**Records to use**:
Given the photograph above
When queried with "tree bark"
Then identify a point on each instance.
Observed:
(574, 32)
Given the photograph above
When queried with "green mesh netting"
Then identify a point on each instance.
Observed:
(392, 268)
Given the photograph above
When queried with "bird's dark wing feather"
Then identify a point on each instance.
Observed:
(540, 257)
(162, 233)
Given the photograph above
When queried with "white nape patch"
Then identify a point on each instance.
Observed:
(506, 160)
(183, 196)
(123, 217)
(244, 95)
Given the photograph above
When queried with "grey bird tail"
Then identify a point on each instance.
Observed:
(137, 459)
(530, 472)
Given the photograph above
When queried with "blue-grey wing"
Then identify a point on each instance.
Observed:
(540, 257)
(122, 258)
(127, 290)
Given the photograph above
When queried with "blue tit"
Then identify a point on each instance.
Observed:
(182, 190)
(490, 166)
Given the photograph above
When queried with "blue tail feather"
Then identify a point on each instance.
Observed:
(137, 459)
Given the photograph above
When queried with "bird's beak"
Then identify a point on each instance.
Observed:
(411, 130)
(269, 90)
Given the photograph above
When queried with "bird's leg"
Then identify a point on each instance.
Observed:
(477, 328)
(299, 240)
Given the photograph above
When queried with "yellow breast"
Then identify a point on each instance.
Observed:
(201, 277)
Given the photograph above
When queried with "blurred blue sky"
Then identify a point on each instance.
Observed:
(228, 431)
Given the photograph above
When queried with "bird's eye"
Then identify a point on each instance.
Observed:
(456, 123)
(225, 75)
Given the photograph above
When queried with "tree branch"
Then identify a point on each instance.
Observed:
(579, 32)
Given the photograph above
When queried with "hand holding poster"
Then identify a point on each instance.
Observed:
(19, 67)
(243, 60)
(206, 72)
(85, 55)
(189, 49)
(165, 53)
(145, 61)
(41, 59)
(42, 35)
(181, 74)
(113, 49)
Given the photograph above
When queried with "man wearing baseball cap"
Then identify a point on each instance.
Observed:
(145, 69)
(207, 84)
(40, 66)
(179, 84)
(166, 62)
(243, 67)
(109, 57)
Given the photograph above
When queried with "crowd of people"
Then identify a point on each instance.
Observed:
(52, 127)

**Your objective**: Give the complete listing again, exactly as it appears above.

**Solution**:
Given the photograph above
When queried with "tree bark"
Then identify a point on each instance.
Observed:
(574, 32)
Given the photograph above
When queried with "green mesh netting"
Then identify a point on each instance.
Observed:
(392, 268)
Given the photograph above
When queried with "bird's dark wing feather"
Then identify a point on each instance.
Observed:
(540, 257)
(162, 233)
Given the photograph above
When queried with "white nape patch"
Then identify a point on each instance.
Observed:
(506, 160)
(183, 196)
(123, 217)
(244, 95)
Given the photograph above
When queried with "grey bird tail"
Then identify a point on each instance.
Observed:
(137, 459)
(530, 472)
Given the photograph above
When queried with "blue-grey wing"
Then identify a point on each instance.
Observed:
(540, 257)
(122, 258)
(127, 290)
Given the photograph above
When queried with "blue tit"
Then identify a point on each instance.
Observed:
(182, 190)
(490, 166)
Given the photograph above
When queried with "blue tail feather"
Then identify a point on each instance.
Observed:
(137, 459)
Given the photograph above
When queried with "bird's beak"
Then identify a point on each instance.
Observed:
(411, 130)
(269, 90)
Given the photograph above
When queried with "bird's leg"
Then identify a point on each instance.
Observed:
(477, 328)
(299, 240)
Given the photograph above
When queried with "yellow breast"
Then identify a point on each instance.
Observed:
(201, 277)
Given the photograph above
When queried with "blurred blue sky"
Then identify a point on each instance.
Observed:
(228, 431)
Given the photograph above
When queried with "bird's eye"
Then identify a point on each instance.
Observed:
(456, 123)
(225, 75)
Given the photograph above
When queried with "tree branch"
Then identify a point on each instance.
Observed:
(579, 32)
Given the photograph above
When queried with "hand holding poster"
Then identify a point on each instance.
Observed:
(19, 67)
(243, 60)
(206, 72)
(85, 55)
(189, 49)
(165, 53)
(145, 61)
(41, 59)
(42, 35)
(181, 74)
(113, 49)
Given the photograph above
When queried with "man wearing baseball cap"
Then identify a point on each instance.
Observed:
(145, 69)
(207, 84)
(40, 66)
(179, 84)
(166, 62)
(243, 67)
(109, 57)
Given the photograph above
When queried with "crowd of people"
Then identify a point on each instance.
Observed:
(52, 127)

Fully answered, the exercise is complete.